═══ DATA IN THIS EXERCISE ═══

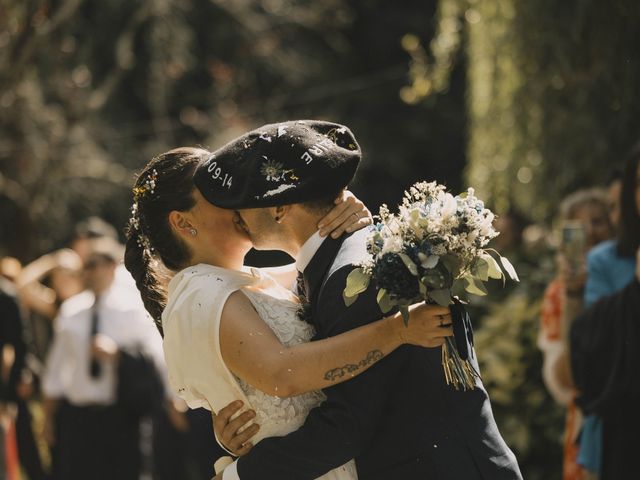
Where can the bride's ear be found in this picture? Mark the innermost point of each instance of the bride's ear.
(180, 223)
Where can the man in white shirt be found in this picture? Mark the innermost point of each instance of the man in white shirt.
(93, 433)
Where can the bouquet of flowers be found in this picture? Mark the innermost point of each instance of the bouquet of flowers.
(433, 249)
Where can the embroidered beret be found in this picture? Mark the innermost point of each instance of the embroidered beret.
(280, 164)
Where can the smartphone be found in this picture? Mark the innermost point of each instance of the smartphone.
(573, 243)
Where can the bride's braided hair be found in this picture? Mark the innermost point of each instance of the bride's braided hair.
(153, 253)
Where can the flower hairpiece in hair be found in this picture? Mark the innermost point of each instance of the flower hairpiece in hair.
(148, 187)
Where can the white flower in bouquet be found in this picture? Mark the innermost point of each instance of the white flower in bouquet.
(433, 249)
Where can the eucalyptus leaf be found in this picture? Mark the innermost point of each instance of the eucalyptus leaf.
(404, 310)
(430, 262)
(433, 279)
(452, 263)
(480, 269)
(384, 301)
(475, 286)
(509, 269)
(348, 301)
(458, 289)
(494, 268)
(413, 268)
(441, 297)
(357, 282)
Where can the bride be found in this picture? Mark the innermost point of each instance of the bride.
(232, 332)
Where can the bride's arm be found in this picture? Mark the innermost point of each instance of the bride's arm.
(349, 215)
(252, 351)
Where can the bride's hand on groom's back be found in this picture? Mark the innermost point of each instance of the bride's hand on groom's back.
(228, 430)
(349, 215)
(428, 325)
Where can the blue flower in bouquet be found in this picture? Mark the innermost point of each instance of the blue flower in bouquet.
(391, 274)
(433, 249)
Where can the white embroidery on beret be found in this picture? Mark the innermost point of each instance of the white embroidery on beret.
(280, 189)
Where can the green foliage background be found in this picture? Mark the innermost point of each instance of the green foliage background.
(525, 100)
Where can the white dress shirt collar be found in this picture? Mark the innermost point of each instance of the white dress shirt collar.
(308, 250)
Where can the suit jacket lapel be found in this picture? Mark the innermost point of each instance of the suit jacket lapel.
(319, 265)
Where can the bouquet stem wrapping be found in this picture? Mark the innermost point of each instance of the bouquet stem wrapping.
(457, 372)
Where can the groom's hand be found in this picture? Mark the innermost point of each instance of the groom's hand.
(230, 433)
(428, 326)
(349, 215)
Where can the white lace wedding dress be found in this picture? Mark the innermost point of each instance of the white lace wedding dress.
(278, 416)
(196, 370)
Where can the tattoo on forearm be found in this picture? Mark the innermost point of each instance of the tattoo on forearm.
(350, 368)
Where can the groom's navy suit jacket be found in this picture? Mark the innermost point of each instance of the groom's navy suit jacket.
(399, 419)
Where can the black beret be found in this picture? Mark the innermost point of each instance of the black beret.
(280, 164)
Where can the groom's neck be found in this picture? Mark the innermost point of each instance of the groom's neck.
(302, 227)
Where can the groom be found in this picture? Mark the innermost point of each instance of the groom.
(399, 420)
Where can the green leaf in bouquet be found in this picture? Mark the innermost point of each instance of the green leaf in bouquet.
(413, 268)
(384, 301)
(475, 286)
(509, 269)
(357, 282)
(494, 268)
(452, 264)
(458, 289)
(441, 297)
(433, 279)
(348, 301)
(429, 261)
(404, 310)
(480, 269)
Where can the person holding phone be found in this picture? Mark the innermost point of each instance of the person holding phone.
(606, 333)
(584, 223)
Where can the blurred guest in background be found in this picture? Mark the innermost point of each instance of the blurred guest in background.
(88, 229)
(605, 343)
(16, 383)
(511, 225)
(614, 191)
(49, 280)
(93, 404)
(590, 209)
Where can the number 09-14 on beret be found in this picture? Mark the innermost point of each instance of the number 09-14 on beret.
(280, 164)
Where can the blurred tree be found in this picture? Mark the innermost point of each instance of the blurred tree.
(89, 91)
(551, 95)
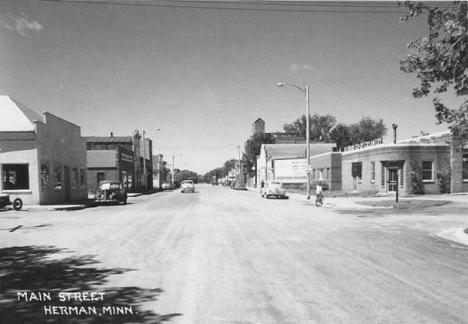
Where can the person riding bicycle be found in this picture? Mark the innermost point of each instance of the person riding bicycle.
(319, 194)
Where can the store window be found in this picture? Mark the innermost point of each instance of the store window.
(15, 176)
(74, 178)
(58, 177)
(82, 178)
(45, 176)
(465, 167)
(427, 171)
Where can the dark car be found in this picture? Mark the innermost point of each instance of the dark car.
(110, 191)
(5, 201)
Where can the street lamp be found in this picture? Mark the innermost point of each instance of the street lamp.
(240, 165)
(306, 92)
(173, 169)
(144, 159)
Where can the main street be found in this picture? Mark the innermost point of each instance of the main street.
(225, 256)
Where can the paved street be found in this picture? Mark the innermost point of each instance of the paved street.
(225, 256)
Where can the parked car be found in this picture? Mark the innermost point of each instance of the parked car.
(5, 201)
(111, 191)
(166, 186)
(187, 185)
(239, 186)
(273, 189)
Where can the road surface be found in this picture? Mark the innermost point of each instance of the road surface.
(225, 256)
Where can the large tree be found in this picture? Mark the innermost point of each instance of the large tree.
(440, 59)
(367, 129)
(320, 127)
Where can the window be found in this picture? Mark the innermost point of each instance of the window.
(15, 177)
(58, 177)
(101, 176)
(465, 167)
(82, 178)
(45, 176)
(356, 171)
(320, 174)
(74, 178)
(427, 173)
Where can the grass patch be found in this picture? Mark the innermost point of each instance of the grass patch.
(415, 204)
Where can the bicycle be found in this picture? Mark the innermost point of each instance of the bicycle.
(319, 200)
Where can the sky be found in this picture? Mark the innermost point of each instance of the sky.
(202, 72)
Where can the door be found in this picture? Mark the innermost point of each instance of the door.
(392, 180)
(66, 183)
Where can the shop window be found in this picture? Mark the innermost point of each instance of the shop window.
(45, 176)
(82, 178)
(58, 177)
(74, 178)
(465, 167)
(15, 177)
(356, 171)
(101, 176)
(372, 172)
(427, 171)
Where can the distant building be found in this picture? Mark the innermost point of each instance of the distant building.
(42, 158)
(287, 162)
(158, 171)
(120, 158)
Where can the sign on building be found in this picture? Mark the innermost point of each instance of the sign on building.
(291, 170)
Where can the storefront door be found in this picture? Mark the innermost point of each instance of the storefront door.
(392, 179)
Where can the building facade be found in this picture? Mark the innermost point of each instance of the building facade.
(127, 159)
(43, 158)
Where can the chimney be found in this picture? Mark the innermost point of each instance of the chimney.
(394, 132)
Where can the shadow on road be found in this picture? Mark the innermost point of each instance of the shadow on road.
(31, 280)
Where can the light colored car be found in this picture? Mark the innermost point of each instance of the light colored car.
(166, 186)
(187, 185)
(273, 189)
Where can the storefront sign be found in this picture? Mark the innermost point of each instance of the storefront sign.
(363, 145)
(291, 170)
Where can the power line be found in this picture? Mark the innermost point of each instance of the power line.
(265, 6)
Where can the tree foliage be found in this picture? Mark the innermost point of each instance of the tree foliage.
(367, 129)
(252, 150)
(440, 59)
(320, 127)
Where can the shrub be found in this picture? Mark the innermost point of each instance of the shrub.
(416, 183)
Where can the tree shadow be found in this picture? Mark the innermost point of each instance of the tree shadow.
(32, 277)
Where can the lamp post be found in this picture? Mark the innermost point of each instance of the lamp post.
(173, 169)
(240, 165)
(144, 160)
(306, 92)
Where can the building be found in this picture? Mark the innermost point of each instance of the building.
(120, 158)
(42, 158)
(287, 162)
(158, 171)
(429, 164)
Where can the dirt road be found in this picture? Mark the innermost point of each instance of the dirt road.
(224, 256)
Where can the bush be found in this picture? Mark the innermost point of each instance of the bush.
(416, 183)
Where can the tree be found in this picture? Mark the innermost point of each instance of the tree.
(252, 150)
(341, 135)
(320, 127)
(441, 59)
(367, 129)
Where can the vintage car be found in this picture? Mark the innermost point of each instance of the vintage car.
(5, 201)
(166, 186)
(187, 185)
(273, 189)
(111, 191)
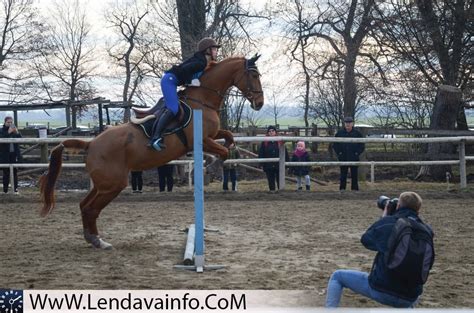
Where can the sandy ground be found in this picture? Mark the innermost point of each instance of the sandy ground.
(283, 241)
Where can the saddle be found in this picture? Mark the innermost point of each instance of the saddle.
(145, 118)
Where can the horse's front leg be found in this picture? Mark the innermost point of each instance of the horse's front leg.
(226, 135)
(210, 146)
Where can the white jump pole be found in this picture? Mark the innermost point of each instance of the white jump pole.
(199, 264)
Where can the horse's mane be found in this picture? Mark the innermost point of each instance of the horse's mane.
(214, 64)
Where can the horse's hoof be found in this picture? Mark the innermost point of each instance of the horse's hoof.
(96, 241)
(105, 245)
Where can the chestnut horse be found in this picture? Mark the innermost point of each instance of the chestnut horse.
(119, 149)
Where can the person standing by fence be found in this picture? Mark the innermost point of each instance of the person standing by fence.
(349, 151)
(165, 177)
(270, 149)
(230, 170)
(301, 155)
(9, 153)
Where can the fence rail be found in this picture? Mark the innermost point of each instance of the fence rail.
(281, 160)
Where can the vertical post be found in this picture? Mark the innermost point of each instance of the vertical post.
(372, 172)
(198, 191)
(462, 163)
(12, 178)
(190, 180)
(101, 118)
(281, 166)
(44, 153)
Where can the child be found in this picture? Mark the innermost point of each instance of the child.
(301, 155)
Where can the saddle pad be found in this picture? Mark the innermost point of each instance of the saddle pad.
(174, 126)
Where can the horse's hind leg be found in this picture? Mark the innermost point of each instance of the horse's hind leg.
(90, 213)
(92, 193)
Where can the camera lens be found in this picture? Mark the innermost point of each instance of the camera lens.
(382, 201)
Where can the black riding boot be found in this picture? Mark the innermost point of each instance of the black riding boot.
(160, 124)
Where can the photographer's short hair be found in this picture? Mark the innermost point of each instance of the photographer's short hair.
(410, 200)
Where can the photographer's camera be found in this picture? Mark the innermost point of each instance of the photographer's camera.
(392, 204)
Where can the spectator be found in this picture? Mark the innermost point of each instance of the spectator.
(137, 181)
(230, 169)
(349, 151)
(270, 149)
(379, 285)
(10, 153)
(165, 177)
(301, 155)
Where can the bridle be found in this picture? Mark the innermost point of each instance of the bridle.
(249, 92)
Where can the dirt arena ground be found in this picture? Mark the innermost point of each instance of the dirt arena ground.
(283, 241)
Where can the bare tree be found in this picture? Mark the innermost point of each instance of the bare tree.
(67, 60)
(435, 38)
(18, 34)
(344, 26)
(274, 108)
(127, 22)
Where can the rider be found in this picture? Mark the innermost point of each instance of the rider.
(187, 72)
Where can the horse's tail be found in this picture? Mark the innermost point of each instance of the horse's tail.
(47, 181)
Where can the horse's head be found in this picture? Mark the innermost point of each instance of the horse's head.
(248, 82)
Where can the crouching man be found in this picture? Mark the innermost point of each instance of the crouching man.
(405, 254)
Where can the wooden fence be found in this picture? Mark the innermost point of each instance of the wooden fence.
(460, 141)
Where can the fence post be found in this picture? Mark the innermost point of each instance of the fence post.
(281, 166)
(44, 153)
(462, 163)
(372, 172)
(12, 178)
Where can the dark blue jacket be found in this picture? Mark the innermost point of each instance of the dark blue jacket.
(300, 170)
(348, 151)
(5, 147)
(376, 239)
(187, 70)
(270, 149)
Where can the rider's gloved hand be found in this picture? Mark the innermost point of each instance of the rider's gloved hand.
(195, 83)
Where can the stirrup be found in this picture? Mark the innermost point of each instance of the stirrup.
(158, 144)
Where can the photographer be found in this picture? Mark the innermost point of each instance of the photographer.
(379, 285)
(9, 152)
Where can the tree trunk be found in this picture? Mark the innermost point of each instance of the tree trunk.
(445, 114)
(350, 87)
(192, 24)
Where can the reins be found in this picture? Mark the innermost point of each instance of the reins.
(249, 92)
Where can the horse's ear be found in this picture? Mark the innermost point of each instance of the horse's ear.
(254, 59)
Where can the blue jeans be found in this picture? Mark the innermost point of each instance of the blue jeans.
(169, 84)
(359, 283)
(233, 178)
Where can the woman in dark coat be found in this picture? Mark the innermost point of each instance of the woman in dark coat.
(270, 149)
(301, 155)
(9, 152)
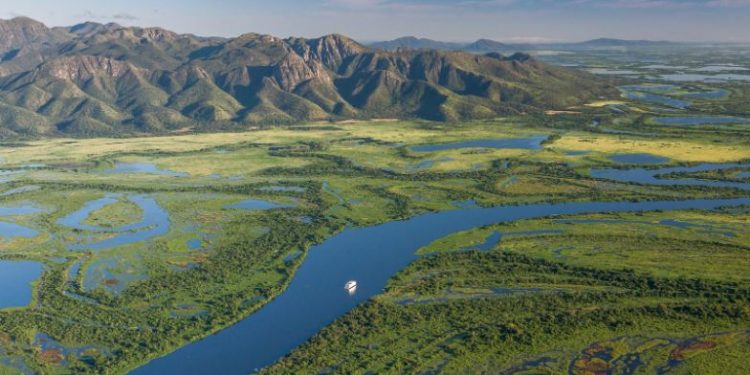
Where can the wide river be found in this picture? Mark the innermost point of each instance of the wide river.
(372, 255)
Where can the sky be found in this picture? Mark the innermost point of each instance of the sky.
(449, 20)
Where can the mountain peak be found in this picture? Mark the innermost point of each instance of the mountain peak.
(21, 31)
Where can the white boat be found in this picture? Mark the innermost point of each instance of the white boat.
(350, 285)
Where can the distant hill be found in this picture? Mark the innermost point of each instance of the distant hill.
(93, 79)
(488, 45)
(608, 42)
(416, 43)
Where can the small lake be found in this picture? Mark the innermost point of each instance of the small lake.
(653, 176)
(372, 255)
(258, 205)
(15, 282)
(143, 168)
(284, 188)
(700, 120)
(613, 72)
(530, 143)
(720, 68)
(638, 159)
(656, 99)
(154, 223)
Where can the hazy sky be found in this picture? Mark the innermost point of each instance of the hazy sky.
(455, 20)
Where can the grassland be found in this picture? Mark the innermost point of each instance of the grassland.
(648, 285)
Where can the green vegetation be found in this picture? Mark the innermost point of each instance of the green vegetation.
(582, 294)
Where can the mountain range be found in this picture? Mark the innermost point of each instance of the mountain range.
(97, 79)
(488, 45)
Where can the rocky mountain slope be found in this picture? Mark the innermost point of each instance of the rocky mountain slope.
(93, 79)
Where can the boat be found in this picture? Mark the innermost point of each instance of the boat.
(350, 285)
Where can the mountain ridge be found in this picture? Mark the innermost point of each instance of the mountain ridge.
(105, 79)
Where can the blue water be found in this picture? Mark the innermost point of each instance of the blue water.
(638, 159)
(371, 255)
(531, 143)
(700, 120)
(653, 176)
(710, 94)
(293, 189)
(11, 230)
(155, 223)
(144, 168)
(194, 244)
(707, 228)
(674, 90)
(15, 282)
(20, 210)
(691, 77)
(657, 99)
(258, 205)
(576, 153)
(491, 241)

═══

# WHAT YOU HAVE TO DO:
Repeat only the lines from the one holding "Where can the green vegetation" through the last line of the data.

# IN RESPONSE:
Where can the green vegetation be found in this picture? Mark the innermost point of each instance of the green vegetation.
(582, 294)
Where can the mountain range be found in this picture? Mark the innermost point of each instance of the mountain range.
(97, 79)
(488, 45)
Where can the rocky mountain slope be found in this picture? Mark the innermost point of each instance of the rocky mountain slope.
(93, 79)
Where can the boat be found in this picture? Mark the innermost point of each instance of the boat.
(350, 285)
Where can the mountain ridge be found in this picture? Mark the innermost point of each instance of the mountain ridge.
(105, 79)
Where can the blue water be found in this picture? Mark the innermost point of each instance of the blue water.
(638, 159)
(371, 255)
(531, 143)
(700, 120)
(653, 176)
(710, 94)
(293, 189)
(11, 230)
(155, 223)
(144, 168)
(194, 244)
(707, 228)
(674, 90)
(15, 282)
(20, 210)
(691, 77)
(657, 99)
(258, 205)
(576, 153)
(491, 241)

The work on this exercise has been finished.